* **Exercise task**: Copy out the material word for word, beginning at its first line and stopping after the line that contains "point(243, 183)". Leave the pictures out of your copy.

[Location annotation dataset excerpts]
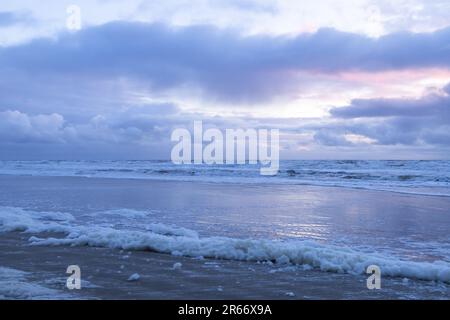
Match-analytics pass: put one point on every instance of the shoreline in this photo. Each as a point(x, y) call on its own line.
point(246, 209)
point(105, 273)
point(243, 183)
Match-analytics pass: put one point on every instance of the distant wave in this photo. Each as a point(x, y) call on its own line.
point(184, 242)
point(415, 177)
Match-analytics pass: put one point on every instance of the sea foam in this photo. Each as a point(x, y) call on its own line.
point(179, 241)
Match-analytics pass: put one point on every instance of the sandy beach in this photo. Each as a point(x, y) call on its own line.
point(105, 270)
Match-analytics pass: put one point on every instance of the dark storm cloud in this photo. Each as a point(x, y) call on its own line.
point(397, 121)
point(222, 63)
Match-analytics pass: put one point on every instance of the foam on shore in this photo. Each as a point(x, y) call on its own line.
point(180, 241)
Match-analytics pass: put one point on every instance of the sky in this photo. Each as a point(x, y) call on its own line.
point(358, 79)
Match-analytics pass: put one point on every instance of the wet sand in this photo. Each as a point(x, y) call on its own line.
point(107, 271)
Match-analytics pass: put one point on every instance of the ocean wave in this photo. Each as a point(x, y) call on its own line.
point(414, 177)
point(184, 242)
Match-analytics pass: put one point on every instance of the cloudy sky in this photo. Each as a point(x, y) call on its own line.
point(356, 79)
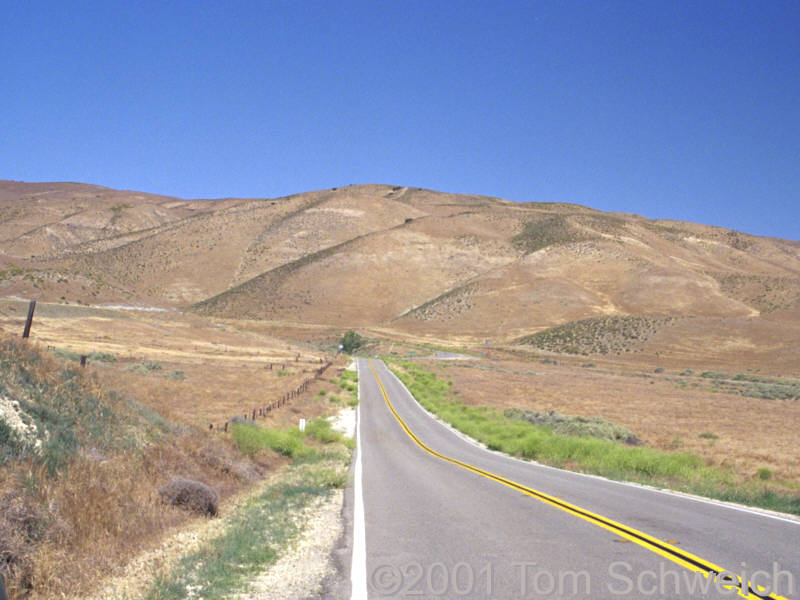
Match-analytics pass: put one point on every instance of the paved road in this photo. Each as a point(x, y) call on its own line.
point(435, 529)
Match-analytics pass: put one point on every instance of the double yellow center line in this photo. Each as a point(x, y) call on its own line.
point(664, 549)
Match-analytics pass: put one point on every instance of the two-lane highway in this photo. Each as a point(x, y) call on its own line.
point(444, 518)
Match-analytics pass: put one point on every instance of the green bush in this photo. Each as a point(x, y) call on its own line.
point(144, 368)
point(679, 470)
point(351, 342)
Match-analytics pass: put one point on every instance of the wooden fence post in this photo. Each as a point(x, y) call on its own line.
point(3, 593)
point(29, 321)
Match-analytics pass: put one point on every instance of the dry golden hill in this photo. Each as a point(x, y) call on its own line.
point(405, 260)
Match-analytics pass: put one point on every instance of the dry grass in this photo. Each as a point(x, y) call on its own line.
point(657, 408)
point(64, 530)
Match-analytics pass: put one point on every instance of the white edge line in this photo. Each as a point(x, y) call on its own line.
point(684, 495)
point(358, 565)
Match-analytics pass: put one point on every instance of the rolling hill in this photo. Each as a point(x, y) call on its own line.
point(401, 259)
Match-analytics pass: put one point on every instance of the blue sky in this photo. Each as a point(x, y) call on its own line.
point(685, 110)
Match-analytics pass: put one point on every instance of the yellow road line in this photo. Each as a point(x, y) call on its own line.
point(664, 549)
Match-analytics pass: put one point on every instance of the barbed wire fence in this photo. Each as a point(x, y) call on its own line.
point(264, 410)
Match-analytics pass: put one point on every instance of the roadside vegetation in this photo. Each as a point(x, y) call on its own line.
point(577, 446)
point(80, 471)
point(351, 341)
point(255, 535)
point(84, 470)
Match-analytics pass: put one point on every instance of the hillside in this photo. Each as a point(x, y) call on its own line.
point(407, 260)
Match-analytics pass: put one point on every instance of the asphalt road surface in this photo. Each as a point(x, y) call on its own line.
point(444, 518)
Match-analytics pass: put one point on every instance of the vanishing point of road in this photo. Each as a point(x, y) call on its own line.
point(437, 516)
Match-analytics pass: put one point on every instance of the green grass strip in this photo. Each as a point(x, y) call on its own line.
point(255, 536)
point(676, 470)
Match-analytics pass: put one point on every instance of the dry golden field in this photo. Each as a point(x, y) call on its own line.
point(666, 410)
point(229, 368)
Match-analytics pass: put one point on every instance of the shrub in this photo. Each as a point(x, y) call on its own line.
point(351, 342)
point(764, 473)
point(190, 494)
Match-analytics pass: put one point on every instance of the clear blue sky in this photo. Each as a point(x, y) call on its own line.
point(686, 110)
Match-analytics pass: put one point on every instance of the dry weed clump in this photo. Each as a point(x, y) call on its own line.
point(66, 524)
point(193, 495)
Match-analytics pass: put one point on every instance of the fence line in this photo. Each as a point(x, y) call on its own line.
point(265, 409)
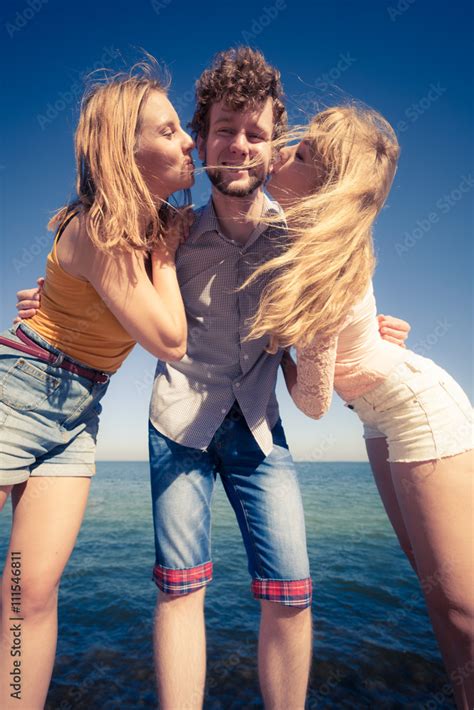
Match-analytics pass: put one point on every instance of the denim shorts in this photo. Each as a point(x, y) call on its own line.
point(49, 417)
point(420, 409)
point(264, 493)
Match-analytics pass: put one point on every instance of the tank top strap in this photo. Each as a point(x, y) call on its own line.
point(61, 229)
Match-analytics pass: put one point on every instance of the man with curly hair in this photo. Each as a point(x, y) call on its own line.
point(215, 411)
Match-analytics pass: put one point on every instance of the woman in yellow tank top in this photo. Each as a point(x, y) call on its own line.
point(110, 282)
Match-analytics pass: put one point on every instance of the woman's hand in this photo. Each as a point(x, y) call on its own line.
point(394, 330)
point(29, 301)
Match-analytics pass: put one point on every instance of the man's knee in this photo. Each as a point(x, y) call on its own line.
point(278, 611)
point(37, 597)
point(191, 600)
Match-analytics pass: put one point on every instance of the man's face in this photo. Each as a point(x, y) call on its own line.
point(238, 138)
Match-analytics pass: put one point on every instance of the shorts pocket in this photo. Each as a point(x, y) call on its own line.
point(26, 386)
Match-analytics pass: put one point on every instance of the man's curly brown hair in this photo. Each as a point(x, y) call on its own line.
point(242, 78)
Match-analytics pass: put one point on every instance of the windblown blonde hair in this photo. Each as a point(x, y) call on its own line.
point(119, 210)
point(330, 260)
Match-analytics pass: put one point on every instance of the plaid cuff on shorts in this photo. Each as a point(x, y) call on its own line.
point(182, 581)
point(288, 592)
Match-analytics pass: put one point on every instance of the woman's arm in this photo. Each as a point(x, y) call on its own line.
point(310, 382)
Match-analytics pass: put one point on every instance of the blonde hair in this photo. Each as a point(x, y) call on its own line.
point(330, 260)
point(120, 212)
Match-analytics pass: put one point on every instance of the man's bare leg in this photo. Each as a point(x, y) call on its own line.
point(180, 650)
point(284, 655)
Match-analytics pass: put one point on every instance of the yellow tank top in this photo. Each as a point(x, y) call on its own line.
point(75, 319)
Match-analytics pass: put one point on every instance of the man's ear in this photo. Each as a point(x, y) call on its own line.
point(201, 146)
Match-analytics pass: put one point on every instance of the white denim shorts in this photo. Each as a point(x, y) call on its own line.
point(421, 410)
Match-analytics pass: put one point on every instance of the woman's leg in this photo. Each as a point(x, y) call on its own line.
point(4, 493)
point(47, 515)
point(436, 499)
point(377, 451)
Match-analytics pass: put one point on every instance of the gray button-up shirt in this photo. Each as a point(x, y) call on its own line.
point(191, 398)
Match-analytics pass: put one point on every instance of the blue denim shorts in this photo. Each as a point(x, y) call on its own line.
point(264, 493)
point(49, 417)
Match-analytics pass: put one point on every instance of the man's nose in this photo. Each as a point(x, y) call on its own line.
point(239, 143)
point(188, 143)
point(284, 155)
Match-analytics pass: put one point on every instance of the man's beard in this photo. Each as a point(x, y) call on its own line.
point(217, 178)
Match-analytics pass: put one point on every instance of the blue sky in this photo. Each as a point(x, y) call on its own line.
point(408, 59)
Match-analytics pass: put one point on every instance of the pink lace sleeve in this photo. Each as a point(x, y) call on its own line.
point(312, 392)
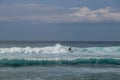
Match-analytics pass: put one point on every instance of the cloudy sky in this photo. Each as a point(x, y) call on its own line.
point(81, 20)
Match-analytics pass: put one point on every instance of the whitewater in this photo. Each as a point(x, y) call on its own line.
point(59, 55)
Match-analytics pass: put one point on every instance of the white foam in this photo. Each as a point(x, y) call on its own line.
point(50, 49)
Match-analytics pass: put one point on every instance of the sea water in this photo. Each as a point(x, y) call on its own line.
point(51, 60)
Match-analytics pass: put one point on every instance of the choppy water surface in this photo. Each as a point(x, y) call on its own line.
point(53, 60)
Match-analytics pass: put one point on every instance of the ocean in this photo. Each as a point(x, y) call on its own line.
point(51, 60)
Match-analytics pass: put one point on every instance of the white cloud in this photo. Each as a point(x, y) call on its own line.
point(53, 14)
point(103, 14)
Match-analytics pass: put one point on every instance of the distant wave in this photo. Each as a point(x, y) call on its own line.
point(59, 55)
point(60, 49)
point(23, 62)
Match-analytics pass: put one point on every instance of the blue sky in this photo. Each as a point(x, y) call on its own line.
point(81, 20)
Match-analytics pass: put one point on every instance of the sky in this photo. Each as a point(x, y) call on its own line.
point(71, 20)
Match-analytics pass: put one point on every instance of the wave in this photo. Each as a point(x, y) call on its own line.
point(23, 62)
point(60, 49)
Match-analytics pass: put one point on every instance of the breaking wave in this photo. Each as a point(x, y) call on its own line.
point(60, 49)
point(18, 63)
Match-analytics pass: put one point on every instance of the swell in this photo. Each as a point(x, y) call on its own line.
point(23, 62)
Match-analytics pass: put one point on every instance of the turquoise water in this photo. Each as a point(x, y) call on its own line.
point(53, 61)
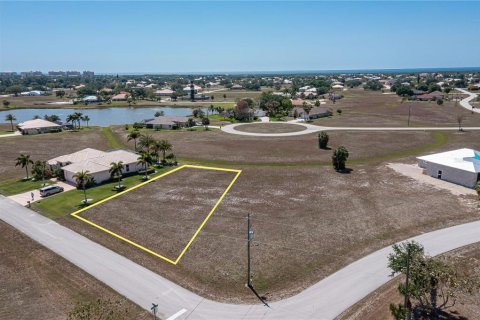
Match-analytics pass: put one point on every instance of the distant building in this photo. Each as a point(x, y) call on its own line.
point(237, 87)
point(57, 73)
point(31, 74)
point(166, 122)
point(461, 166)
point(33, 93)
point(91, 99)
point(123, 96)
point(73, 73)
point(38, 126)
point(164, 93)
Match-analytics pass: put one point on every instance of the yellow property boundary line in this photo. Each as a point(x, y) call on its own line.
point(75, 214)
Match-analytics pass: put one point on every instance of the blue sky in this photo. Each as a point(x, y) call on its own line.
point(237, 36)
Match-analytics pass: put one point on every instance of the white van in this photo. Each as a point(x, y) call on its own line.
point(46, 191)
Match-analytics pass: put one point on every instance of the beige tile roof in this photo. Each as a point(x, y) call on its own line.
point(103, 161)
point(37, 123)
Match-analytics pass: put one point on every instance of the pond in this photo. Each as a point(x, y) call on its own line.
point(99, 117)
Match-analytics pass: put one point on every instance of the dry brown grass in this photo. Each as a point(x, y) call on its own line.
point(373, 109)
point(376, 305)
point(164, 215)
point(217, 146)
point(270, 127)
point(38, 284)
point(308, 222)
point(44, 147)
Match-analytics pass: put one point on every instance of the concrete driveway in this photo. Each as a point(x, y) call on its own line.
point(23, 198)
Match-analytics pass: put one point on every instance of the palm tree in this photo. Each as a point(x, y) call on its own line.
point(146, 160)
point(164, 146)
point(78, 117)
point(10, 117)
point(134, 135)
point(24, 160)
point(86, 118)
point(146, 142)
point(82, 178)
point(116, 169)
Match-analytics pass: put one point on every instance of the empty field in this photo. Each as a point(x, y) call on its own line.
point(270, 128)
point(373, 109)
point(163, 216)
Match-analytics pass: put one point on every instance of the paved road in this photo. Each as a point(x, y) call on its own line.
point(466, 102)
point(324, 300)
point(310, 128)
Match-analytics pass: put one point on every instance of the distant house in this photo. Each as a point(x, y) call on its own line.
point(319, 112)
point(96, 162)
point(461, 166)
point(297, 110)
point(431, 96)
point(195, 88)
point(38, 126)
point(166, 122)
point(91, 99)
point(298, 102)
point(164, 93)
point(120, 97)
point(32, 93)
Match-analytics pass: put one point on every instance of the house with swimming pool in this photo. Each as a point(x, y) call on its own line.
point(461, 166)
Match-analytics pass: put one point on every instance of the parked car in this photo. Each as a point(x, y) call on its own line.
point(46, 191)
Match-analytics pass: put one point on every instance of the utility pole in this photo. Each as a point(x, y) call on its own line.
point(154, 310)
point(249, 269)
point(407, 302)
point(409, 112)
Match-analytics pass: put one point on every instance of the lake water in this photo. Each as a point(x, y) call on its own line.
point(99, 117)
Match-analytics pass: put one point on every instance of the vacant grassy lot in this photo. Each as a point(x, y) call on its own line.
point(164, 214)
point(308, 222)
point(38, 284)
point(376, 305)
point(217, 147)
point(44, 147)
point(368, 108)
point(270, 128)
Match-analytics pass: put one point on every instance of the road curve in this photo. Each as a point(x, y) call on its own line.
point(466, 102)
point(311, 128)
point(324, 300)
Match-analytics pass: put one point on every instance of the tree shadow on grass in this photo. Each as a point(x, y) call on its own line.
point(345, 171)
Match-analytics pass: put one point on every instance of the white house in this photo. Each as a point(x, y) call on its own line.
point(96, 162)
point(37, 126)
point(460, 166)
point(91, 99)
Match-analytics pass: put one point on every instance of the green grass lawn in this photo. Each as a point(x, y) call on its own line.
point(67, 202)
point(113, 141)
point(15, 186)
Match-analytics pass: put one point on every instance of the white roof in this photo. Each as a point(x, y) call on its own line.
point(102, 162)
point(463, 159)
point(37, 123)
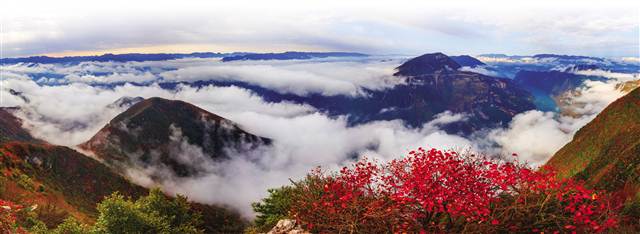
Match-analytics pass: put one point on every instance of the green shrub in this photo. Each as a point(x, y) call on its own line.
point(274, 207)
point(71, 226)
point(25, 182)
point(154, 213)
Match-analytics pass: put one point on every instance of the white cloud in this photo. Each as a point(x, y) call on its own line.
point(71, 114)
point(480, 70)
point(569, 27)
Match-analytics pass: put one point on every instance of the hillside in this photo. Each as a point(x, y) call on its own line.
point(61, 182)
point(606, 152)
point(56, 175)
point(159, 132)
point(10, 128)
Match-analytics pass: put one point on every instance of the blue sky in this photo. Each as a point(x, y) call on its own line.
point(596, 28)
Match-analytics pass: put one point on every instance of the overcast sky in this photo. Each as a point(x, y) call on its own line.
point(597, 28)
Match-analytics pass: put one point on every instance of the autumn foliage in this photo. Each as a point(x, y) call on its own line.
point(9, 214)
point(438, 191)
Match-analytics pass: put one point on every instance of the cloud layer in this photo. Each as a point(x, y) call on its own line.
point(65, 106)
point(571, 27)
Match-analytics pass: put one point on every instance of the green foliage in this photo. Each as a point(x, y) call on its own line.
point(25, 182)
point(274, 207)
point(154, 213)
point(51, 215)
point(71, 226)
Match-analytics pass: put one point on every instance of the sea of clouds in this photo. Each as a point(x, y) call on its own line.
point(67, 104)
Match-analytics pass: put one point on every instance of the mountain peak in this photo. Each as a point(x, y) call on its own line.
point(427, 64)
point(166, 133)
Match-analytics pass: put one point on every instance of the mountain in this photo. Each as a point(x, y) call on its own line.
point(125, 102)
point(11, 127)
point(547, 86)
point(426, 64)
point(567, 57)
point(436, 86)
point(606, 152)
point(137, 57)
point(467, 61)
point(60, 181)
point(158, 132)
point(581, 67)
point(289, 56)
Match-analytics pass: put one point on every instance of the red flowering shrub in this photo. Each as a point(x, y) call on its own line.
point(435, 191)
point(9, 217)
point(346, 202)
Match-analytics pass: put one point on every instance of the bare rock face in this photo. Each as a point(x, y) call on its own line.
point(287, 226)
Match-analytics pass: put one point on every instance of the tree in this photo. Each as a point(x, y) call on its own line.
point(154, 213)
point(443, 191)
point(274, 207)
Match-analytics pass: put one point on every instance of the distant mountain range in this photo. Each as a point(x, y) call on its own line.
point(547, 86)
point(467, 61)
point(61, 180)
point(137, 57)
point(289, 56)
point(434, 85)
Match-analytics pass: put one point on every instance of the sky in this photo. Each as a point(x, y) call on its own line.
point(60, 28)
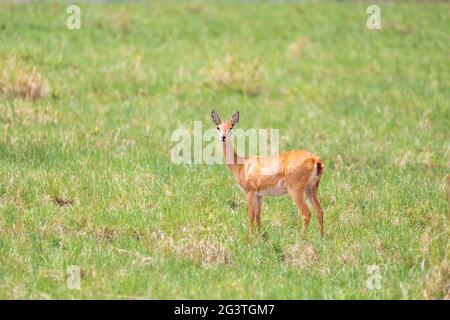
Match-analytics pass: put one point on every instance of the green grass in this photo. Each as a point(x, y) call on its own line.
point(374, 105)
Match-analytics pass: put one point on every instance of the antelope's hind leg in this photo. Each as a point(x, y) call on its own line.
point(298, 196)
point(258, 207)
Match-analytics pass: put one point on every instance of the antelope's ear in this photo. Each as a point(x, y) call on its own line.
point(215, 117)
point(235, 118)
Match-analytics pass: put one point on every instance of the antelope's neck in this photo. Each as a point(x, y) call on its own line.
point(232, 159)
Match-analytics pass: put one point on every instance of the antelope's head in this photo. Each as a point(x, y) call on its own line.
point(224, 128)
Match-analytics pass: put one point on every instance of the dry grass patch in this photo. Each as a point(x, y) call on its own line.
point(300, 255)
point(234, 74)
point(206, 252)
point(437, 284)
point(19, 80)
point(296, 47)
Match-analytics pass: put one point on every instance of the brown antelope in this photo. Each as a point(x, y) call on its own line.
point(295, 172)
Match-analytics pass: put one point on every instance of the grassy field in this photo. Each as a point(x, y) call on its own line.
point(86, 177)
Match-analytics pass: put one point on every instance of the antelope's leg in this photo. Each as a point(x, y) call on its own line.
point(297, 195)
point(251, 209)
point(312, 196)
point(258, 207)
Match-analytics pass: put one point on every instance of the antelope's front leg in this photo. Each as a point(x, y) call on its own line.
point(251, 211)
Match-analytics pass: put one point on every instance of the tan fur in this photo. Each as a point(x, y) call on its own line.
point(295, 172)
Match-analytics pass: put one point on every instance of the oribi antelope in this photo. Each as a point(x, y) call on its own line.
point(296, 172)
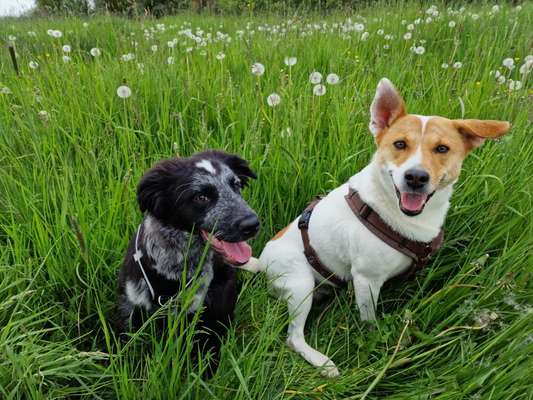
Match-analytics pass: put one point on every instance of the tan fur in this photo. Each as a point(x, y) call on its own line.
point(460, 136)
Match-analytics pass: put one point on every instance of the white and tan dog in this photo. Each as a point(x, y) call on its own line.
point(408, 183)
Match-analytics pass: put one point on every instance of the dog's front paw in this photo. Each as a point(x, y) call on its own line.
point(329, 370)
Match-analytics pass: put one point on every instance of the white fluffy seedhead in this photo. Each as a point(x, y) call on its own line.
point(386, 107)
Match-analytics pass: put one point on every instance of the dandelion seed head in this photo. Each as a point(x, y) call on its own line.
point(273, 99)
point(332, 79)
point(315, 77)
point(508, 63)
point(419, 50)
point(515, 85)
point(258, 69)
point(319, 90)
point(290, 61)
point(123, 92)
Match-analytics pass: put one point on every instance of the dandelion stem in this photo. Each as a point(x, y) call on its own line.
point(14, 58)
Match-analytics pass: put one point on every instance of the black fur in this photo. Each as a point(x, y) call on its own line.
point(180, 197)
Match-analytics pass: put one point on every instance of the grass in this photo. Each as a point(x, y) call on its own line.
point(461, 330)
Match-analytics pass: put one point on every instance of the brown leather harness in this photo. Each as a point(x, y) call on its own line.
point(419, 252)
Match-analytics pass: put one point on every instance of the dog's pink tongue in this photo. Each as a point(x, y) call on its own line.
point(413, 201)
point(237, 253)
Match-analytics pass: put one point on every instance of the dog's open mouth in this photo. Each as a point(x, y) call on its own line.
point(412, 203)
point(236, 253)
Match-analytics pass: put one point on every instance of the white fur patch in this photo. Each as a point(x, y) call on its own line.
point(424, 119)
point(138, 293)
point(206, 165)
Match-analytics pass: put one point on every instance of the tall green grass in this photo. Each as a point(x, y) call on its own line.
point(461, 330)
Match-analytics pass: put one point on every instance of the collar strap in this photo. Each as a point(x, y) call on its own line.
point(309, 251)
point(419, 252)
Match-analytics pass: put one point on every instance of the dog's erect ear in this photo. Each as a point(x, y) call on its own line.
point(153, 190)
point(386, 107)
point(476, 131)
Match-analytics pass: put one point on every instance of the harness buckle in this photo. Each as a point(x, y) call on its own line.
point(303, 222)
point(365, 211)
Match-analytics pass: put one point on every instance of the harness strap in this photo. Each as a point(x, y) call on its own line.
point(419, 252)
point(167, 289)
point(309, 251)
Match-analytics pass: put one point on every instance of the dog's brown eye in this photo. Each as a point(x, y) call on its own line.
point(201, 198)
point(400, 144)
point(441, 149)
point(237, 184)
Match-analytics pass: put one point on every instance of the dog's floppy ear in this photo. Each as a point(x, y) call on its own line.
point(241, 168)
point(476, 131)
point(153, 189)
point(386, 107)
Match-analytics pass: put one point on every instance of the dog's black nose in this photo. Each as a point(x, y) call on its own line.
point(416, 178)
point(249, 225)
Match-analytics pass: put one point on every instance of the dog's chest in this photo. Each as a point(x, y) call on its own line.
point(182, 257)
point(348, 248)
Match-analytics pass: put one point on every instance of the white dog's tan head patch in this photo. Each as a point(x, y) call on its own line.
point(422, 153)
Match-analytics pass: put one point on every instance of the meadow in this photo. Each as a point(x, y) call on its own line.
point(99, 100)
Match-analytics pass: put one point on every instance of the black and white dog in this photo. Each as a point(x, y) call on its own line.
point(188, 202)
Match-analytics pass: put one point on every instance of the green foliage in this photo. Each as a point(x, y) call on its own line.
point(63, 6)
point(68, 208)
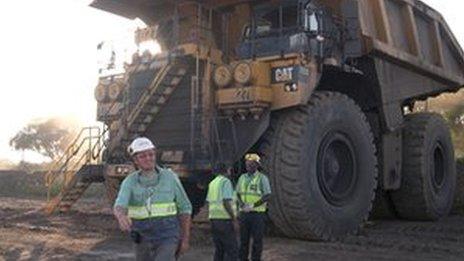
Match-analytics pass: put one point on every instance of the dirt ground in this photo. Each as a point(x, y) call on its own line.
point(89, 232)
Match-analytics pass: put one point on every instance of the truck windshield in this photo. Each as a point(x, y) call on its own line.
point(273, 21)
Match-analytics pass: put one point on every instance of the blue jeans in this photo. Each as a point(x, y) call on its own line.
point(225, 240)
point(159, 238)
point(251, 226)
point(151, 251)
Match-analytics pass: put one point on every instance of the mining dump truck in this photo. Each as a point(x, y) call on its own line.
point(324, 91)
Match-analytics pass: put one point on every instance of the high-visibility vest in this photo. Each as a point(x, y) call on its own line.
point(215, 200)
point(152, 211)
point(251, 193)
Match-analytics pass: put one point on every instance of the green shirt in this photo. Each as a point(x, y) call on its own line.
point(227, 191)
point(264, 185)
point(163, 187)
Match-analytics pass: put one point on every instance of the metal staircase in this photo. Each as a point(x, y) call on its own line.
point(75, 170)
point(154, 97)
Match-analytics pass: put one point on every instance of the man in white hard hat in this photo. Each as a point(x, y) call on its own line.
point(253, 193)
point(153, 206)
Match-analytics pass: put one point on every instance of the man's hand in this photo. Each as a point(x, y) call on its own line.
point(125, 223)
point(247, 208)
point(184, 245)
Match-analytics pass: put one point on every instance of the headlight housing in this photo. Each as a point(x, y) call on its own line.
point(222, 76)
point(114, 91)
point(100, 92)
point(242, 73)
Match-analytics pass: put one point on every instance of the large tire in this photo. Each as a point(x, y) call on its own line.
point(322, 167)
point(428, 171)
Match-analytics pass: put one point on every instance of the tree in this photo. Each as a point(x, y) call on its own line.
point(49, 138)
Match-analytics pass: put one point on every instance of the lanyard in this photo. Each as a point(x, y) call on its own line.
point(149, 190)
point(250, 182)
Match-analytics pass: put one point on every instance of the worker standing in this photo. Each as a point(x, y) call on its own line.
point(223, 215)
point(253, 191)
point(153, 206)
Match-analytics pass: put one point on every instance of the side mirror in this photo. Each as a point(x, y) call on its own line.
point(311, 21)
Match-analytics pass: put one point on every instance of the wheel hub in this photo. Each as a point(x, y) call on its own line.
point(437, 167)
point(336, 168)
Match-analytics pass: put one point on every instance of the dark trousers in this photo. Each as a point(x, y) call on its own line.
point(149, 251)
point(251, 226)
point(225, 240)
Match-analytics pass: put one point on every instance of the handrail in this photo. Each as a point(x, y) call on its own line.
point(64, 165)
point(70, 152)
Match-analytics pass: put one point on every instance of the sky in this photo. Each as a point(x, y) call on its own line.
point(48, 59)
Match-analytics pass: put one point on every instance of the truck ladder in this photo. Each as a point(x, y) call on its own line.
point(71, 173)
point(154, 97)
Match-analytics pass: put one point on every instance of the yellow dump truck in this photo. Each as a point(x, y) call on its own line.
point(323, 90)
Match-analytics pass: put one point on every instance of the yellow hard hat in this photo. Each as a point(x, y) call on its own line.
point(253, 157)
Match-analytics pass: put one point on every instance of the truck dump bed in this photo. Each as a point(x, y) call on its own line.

* **Output of the exercise**:
Match-analytics pass: put one point on every instance of the shoreline in this photo. Each as a point(x, y) call on its own line.
point(246, 209)
point(105, 273)
point(243, 183)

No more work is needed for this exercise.